-- Begin TEXT SEGMENT --

Taramuhara indians selling their handicrafts.



ready for the show, all that's needed is an audience.


leaving the 1st canyon we were off headed towards Urique and it's namesake canyon. A town passed thru along the way.



Robin biding his time before bombing past the convoy of three heavily armed humvees full of men. (then it was my turn)




some biker dudes along the way.


crappy panorama shot, but you get the idea. really fing deep canyon.


Urique is way down there.


at the viewpoint.






and not surprisingly placed along a precipitous edge of the road.


dinner time.



none of us expected our dinner to be a "caldo", soup, but it was and boy was it delicious!! (camarones rancheros and yup another crap pic.)


and the tecate tonite.


just your everyday 17th century mission is pristine condition.



and all settled in at the hotel beside the all locked up bikes..


and that was a very scenic day 8, essentially the first day in the actual vacinity of all the big canyons, and we saw two of them today!!
Day 9, might be referred to by some as a "sporting" day, so y'all come back y'hear!

thx fer lookin.


  • 1651067481055.jpeg
    700 KB · Views: 4
Last edited:


Staff member
I love "sporting" days! Sounds exciting. Thank you so much for sharing!


Well-known member
Day 9, Urique to Choix via the ferry crossing a very large reservoir km?...
Long before the morning sun warms the town of Urique. Had a terrific dinner, tasty breakfast and a good nights sleep, all in it was a good visit here. Very quiet here with the marathon having taken place last month.


a very famous long distance marathon takes place here, in these steep canyons. The Taramuhara Indians are also famous for being exceptionally good at long distance running, and usually while wearing recycled chunks of tire tread tied to their feet, they kick ass.


Our route took us back op and out of Barranca del Urique. There's a great many switchbacks in this pic.


a cribbed in overhang of rock is a very sheltered place to start a business. across the street is a vertical drop.


inside the "shelter". Hand made woven things.


A sign in the mining town of Cieneguita, a sign which we will see twice today, which is once more than planned.

-- End TEXT SEGMENT --
-- Begin MATERIAL --

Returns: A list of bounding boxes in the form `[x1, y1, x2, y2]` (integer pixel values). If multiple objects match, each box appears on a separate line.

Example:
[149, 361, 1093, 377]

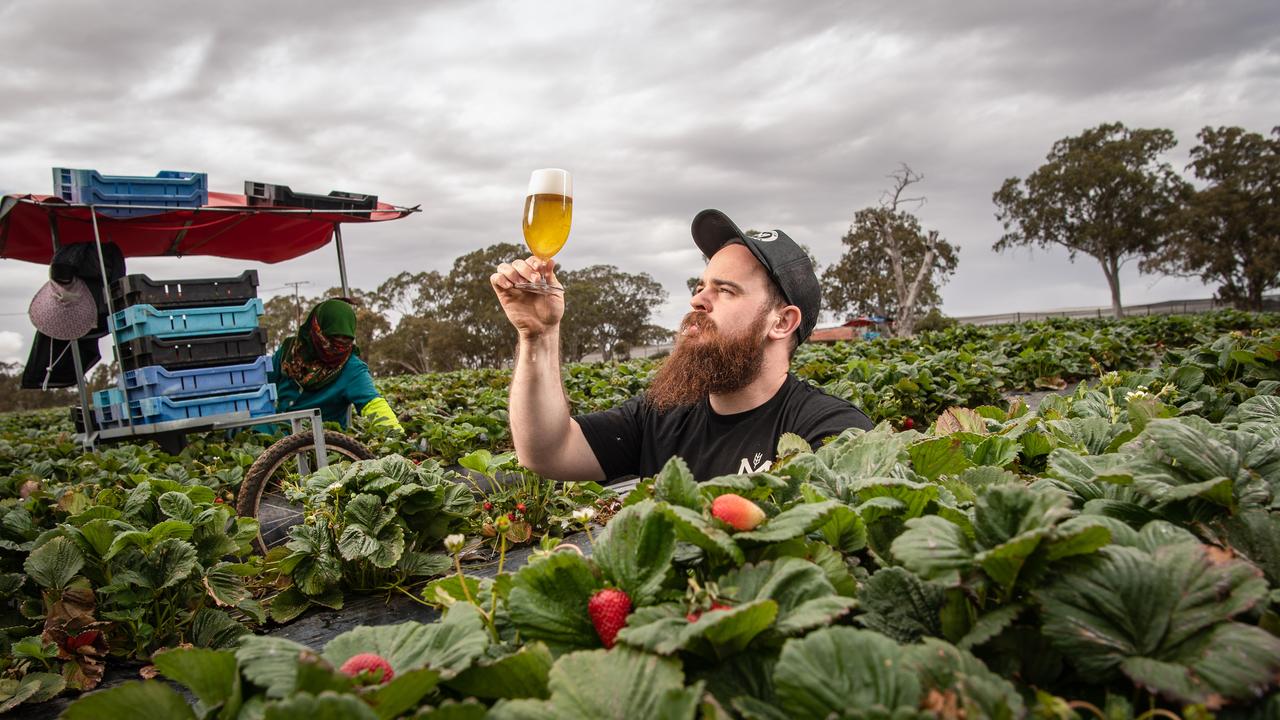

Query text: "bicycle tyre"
[236, 430, 374, 555]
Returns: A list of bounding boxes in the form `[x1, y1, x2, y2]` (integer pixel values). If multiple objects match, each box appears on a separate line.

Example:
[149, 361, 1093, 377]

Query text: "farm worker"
[489, 210, 872, 482]
[269, 300, 403, 432]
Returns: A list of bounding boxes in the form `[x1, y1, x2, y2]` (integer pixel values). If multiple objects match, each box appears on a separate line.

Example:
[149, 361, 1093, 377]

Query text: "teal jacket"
[268, 350, 381, 428]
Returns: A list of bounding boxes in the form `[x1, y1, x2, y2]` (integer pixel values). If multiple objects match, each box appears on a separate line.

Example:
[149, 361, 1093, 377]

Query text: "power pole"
[284, 281, 311, 327]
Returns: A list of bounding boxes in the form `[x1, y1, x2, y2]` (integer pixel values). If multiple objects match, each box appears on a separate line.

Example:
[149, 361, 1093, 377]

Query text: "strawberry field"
[0, 313, 1280, 720]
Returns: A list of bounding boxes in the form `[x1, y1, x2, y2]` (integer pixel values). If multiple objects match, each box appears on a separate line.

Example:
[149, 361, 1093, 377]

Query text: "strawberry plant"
[270, 455, 475, 623]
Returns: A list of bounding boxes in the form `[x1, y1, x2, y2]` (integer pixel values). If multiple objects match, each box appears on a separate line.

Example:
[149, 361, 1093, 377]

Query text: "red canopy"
[0, 192, 416, 265]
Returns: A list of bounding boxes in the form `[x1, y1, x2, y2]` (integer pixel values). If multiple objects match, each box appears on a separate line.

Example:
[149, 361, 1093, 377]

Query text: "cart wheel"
[236, 430, 374, 555]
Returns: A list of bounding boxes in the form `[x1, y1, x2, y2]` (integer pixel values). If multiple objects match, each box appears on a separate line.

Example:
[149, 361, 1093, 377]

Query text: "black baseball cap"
[691, 210, 822, 342]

-- End MATERIAL --

Name every place that the trip report mentions by its proper name.

== SOLUTION FOR THIS TASK ==
Urique, Choix, Barranca del Urique, Cieneguita